Dataset records on object locations
========================================================================

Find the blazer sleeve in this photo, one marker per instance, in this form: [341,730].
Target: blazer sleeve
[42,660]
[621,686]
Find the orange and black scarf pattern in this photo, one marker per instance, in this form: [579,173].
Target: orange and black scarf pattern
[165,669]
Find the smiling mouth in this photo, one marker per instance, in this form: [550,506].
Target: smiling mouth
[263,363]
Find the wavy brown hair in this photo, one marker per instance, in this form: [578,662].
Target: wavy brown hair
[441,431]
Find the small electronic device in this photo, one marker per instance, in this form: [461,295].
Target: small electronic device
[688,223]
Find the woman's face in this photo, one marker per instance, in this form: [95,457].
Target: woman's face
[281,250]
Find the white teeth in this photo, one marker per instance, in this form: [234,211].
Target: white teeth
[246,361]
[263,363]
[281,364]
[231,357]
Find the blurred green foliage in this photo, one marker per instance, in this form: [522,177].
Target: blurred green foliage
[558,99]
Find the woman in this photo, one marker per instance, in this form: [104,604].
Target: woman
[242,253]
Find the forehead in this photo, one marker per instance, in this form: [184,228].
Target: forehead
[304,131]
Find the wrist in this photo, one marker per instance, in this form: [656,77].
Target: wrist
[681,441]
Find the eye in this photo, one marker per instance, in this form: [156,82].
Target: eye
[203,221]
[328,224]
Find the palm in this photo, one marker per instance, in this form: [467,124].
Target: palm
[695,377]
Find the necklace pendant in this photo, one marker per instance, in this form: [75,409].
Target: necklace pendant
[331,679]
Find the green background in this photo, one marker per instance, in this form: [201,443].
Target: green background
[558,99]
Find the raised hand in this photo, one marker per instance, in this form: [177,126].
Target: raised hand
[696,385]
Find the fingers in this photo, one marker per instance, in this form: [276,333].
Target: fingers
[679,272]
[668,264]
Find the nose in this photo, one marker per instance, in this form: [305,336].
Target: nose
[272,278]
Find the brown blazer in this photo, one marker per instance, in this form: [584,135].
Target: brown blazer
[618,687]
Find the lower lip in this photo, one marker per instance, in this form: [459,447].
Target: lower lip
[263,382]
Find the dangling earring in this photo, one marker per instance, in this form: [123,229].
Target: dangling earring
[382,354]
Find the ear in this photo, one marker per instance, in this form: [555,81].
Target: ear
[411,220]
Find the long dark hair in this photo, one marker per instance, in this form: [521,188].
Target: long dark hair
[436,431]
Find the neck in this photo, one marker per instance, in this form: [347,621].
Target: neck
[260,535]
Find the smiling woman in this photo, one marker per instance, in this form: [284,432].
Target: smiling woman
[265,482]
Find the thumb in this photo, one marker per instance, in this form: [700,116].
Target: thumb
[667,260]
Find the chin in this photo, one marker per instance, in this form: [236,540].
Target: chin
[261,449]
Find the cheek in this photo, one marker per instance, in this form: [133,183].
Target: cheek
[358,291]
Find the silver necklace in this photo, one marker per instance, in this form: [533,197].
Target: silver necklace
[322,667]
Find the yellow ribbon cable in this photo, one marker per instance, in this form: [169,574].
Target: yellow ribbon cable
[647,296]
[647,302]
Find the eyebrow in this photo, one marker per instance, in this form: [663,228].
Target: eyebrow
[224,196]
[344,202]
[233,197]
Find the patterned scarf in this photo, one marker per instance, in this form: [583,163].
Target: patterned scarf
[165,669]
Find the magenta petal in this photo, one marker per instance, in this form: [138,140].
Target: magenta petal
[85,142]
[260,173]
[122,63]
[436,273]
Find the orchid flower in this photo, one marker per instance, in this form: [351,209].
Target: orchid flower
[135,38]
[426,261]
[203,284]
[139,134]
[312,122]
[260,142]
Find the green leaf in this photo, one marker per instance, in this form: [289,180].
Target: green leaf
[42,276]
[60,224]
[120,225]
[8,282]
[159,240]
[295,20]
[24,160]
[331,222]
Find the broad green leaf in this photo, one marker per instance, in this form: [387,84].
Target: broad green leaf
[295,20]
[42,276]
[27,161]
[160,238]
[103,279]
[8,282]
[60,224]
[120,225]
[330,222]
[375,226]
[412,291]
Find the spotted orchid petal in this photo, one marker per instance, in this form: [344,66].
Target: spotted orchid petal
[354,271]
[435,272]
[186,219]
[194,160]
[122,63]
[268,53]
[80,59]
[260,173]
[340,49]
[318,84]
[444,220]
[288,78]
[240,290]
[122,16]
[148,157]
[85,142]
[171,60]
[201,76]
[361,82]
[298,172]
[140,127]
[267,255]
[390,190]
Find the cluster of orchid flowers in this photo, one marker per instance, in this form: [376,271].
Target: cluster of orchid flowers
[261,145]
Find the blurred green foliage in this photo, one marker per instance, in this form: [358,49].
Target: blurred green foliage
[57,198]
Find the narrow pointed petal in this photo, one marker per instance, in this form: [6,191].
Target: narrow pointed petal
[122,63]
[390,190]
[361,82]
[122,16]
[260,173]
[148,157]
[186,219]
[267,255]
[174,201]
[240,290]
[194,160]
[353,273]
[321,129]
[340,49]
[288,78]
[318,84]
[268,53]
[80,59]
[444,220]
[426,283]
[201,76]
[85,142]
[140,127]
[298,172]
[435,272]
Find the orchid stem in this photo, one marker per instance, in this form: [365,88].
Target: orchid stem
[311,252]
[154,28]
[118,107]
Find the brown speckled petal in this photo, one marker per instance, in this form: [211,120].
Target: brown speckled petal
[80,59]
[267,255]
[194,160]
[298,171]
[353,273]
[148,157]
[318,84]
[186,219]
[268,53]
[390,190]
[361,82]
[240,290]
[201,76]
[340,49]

========================================================================

Exercise details - Please lay out the material as a numbered list, starting at the line that has "Find the brown speckled" and continuing through the end of the material. Leave out blank lines.

Answer -
1. Find the brown speckled petal in this photo, one marker per instance, in this form: [211,120].
2. Target: brown speckled petal
3. [80,59]
4. [267,255]
5. [194,160]
6. [298,171]
7. [353,273]
8. [148,157]
9. [318,84]
10. [186,219]
11. [268,53]
12. [390,190]
13. [361,82]
14. [240,290]
15. [201,76]
16. [340,49]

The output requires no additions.